*What the task requires:* Reproduce the material below word for word, leaving out the pictures.

*The records:*
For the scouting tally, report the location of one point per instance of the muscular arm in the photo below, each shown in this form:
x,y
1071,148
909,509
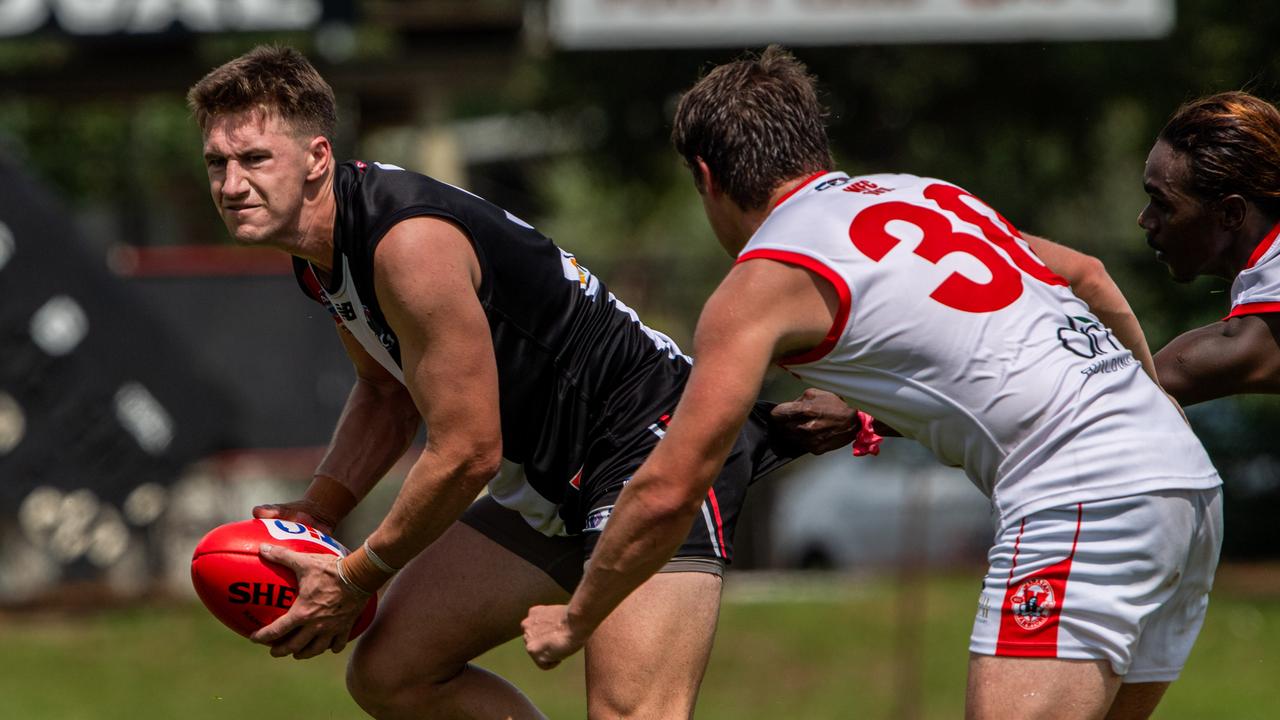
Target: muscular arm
x,y
1239,355
762,310
452,383
1091,283
452,378
375,428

*Result for this exercise:*
For the scouting tally, report the location of one point per instance of the muscular arm in the photo below, each shown in this form:
x,y
1071,148
909,509
Target: muscular arm
x,y
1239,355
762,310
452,383
1091,283
452,378
375,428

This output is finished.